#### What is asked
Nothing but the lines from the line with "Category: tree line" through the end of the data is to be copied, and each is to be copied exactly.

————————

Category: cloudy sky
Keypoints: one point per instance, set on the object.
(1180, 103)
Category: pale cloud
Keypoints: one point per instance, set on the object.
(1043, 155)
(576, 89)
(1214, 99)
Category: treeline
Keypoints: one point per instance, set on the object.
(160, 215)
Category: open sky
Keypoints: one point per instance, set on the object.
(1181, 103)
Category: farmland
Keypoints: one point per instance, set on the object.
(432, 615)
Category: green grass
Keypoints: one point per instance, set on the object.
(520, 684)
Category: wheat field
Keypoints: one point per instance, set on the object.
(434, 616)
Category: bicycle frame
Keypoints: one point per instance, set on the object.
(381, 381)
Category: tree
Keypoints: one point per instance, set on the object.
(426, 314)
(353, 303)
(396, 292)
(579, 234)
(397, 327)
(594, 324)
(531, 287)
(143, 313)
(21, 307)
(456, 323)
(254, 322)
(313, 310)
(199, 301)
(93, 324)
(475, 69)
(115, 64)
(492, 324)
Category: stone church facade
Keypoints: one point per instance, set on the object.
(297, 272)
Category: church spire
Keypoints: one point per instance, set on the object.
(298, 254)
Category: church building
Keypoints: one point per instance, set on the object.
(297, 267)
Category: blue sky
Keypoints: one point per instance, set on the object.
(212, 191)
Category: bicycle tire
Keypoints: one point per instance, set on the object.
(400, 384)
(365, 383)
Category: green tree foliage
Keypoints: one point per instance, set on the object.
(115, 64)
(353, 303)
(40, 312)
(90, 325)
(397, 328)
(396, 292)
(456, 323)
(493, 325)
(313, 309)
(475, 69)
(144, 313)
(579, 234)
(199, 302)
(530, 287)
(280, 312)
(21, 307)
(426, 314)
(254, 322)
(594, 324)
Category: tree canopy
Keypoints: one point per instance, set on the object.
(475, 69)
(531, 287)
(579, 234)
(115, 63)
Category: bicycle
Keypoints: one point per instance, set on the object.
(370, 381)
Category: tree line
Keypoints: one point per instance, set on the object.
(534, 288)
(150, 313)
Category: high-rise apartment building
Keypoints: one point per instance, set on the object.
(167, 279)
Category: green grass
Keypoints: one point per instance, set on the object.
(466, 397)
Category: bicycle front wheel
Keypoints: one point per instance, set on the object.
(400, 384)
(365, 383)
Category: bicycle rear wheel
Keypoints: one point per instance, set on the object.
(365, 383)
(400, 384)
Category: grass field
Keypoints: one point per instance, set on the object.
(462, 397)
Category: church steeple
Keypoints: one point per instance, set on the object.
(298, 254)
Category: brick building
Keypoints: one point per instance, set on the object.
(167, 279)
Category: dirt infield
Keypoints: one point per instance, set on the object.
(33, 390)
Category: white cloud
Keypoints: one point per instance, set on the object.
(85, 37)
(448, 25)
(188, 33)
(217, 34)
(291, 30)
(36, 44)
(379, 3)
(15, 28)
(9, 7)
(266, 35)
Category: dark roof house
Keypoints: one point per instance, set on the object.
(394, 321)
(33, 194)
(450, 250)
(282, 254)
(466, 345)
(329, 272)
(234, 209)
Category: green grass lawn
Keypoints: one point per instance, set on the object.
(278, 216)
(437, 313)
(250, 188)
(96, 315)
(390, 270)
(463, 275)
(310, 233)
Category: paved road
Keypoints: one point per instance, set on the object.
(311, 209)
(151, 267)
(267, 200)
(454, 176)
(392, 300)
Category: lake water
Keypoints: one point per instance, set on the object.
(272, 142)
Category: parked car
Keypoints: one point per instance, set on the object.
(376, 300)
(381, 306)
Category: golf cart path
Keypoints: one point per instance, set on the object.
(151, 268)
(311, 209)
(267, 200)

————————

#### Exercise result
Category: tree line
Keypoints: one point per instance, set on the object.
(534, 288)
(150, 313)
Category: high-rise apartment building
Keypoints: one point per instance, set on the object.
(167, 279)
Category: green grass
Keypoints: one point per instance, set on the object.
(466, 397)
Category: bicycle front wheel
Keypoints: one point per instance, set on the object.
(400, 384)
(365, 383)
Category: bicycle rear wheel
Keypoints: one point per instance, set on the object.
(365, 383)
(400, 384)
Category: grass field
Keypoints: one point per instance, set on the object.
(462, 397)
Category: church steeple
Keypoints: one point per instance, set on the object.
(298, 254)
Category: brick building
Keypoints: one point per instance, set on the object.
(167, 279)
Category: dirt infield
Keypoints: one point per instance, set on the object.
(33, 390)
Category: white cloud
Keypoints: one point per instance, set on the object.
(85, 37)
(448, 25)
(188, 33)
(217, 34)
(291, 30)
(36, 44)
(379, 3)
(15, 28)
(9, 7)
(266, 35)
Category: dark roof house
Keypoints: one point per instance, set on the object.
(394, 321)
(33, 194)
(450, 250)
(282, 254)
(466, 345)
(329, 272)
(234, 209)
Category: green grass lawn
Keypoints: one point per instance, set on the object.
(278, 216)
(437, 313)
(250, 188)
(96, 315)
(390, 270)
(463, 275)
(310, 233)
Category: paved road
Keypoints: one point per instance, set on the object.
(311, 209)
(151, 267)
(267, 200)
(454, 176)
(392, 300)
Category: lake water
Keypoints: one point per instance, set on the object.
(272, 142)
Category: parked car
Keypoints: one point per instance, set on the object.
(376, 300)
(381, 306)
Category: golf cart path
Keypoints: one point per instance, set on the object.
(151, 268)
(311, 209)
(267, 200)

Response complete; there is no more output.